Exercise: Reproduce all of the following material verbatim, without any alteration.

Material provided:
====
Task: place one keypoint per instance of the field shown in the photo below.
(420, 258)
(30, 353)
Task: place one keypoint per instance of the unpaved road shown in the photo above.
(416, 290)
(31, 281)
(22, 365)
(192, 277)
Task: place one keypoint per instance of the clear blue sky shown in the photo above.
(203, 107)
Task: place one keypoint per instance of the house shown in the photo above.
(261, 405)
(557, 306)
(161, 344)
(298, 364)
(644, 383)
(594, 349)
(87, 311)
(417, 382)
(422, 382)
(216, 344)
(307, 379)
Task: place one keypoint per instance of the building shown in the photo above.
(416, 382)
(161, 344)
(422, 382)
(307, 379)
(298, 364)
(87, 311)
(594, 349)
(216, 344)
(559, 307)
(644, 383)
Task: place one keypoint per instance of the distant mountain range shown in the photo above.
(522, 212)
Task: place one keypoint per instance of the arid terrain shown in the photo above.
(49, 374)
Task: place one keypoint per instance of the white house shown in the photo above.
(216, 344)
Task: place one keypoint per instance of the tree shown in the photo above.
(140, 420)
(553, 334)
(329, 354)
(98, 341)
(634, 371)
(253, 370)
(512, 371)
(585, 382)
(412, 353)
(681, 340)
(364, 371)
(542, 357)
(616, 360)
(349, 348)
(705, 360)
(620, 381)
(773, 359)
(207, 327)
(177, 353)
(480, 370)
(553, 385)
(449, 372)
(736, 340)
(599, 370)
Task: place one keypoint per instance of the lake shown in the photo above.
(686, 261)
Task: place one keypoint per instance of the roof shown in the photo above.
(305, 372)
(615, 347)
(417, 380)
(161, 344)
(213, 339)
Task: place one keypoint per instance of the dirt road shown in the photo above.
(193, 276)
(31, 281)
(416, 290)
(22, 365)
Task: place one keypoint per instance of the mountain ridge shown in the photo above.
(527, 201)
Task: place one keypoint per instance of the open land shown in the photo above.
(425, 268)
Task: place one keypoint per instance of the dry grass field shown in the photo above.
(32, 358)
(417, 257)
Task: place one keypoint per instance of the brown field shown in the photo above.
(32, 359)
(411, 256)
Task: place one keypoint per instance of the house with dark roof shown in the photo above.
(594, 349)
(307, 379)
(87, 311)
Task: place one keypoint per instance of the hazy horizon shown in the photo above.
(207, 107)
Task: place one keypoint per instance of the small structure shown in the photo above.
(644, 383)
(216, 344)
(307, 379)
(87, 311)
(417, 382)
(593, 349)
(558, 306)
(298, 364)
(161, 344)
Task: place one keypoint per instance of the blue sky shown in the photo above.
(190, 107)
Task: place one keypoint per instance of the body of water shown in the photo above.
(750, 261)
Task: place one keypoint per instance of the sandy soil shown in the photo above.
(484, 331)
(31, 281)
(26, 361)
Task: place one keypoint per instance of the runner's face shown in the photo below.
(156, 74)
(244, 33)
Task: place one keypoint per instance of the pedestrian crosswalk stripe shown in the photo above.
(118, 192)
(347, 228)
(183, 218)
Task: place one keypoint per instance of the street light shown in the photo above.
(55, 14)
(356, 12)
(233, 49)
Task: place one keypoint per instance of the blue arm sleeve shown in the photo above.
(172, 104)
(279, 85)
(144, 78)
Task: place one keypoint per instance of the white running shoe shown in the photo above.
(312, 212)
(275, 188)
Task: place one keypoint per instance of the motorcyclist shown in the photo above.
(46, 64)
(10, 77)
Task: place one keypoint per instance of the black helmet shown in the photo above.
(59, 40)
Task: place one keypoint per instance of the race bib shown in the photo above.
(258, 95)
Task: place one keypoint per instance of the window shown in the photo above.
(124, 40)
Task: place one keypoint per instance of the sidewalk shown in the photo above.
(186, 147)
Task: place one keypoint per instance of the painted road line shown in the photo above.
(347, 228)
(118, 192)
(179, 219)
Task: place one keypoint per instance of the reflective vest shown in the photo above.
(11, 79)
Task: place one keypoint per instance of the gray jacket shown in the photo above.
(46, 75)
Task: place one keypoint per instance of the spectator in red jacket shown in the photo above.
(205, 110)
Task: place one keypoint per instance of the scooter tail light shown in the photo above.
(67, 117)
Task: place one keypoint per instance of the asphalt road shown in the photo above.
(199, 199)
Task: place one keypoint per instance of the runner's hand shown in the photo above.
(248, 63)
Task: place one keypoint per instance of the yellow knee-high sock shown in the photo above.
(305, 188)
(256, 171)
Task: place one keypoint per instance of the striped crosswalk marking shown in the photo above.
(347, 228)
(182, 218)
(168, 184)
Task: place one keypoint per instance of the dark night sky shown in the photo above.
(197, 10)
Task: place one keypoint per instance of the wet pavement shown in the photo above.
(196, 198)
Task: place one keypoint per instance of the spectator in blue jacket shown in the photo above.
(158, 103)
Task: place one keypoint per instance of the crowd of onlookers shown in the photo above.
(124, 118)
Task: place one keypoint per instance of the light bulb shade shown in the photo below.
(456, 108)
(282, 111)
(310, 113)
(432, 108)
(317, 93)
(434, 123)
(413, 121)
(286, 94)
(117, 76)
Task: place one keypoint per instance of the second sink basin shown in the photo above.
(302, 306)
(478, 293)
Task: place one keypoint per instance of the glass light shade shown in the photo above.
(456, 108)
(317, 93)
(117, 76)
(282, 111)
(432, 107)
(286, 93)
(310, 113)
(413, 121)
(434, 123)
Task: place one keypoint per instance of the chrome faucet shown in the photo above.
====
Exercise solution:
Task: place one keypoint per instance of the field shown in the photo below.
(420, 258)
(30, 353)
Task: place one keypoint per instance of the unpaved road shown in the photo above.
(416, 290)
(31, 281)
(22, 365)
(192, 277)
Task: place one keypoint per instance of the clear blue sky shown in the photo above.
(203, 107)
Task: place one keypoint per instance of the house shown in the photo above.
(261, 405)
(557, 306)
(161, 344)
(298, 364)
(644, 383)
(594, 349)
(87, 311)
(417, 382)
(422, 382)
(216, 344)
(307, 379)
Task: place one keypoint per instance of the building shown in the photo above.
(416, 382)
(161, 344)
(422, 382)
(307, 379)
(298, 364)
(87, 311)
(594, 349)
(216, 344)
(559, 307)
(644, 383)
Task: place one keypoint per instance of the distant mountain range shown in the photo above.
(522, 212)
Task: place one keypoint per instance of the arid terrain shown in the photo above.
(49, 374)
Task: place one keypoint per instance of the white house shown in the photo above.
(216, 344)
Task: place one keypoint per instance of the tree shown in the photo above.
(140, 420)
(553, 334)
(329, 354)
(98, 341)
(634, 371)
(253, 370)
(512, 371)
(585, 382)
(412, 353)
(681, 340)
(364, 371)
(542, 357)
(616, 360)
(349, 348)
(705, 360)
(620, 381)
(773, 359)
(207, 327)
(177, 353)
(480, 370)
(553, 385)
(449, 372)
(736, 340)
(599, 370)
Task: place one keypoint per instance of the lake shown in the photo above.
(686, 261)
Task: place one keypoint per instance of the roof shown in the photo above.
(305, 372)
(615, 347)
(417, 380)
(161, 344)
(213, 339)
Task: place one keypoint per instance of the dirt road shown in the photo above.
(193, 276)
(31, 281)
(416, 290)
(22, 365)
Task: place one keypoint per instance of the mountain ridge shown in the photo above.
(527, 201)
Task: place one keypoint per instance of the open land shown in the photo above.
(425, 268)
Task: place one keypoint per instance of the dry grass field shown in the photo above.
(32, 358)
(417, 257)
Task: place one keypoint per instance of the brown field shown in the photo above.
(32, 359)
(411, 256)
Task: place one keypoint per instance of the house with dark roof shown in the photo above.
(594, 349)
(307, 379)
(87, 311)
Task: place one keypoint per instance of the hazy horizon shown in the photo above.
(207, 107)
Task: place one keypoint per instance of the small structure shown in the photo above.
(644, 383)
(216, 344)
(307, 379)
(87, 311)
(417, 382)
(593, 349)
(558, 306)
(298, 364)
(161, 344)
Task: place one keypoint per instance of the blue sky shown in the photo above.
(190, 107)
Task: place one keypoint per instance of the body of water shown in the photo above.
(750, 261)
Task: place one keypoint per instance of the sandy soil shown in the photo above.
(484, 331)
(31, 281)
(26, 361)
Task: place one keypoint per instance of the runner's face shown in the photo below.
(156, 74)
(244, 33)
Task: place one keypoint per instance of the pedestrian crosswalk stripe shown in the photo above.
(118, 192)
(347, 228)
(183, 218)
Task: place one keypoint per instance of the street light shown in the photo above.
(55, 14)
(356, 12)
(233, 49)
Task: place one keypoint per instance of the blue arm sleeve shown in the photo above.
(172, 104)
(279, 85)
(144, 78)
Task: place one keypoint per instance of the white running shoe shown in the photo above.
(312, 212)
(275, 188)
Task: place one keypoint per instance of the motorcyclist shown in the photo above.
(46, 64)
(10, 77)
Task: place one keypoint per instance of the black helmet shown in the photo above.
(59, 40)
Task: place one keypoint per instance of the race bib shown in the photo above.
(258, 95)
Task: place one keypoint per instance of the window shown in the photo above.
(124, 40)
Task: place one keypoint per instance of the sidewalk shown in the photo above.
(186, 147)
Task: place one keypoint per instance of the painted road line shown in the photo above.
(347, 228)
(118, 192)
(179, 219)
Task: place one keypoint per instance of the reflective vest shown in the photo above.
(11, 79)
Task: place one keypoint per instance of the gray jacket shown in the photo above.
(46, 75)
Task: place one keypoint per instance of the spectator in red jacket shown in the photo above.
(205, 110)
Task: place one keypoint per instance of the scooter tail light shown in the photo above.
(67, 117)
Task: place one keypoint per instance of the asphalt road shown in the photo above.
(199, 199)
Task: place one keypoint per instance of the runner's hand shown in the photo above.
(248, 63)
Task: place one keypoint per instance of the yellow knee-high sock shown in the photo above.
(305, 188)
(256, 171)
Task: place one keypoint per instance of the striped crosswalk marking shown in the photo above.
(347, 228)
(182, 218)
(168, 184)
Task: place one keypoint per instance of the dark night sky shown in the photo above.
(197, 10)
Task: place one keypoint per instance of the wet pavement shown in the photo above.
(196, 198)
Task: place one keypoint per instance of the spectator in blue jacket shown in the photo above.
(158, 103)
Task: place one keypoint per instance of the crowd of onlookers shown in the photo above.
(124, 118)
Task: place one keypoint per instance of the light bulb shade shown in the photo below.
(456, 108)
(282, 111)
(310, 113)
(432, 108)
(317, 93)
(434, 123)
(413, 121)
(286, 94)
(117, 76)
Task: place one keypoint per instance of the second sink basin shown in the photo above.
(302, 306)
(478, 293)
Task: place one keypoint per instance of the glass light shade shown in the photo above.
(456, 108)
(317, 93)
(117, 76)
(282, 111)
(432, 107)
(286, 93)
(310, 113)
(413, 121)
(434, 123)
Task: place one keypoint per instance of the chrome faucet shown in the photo above.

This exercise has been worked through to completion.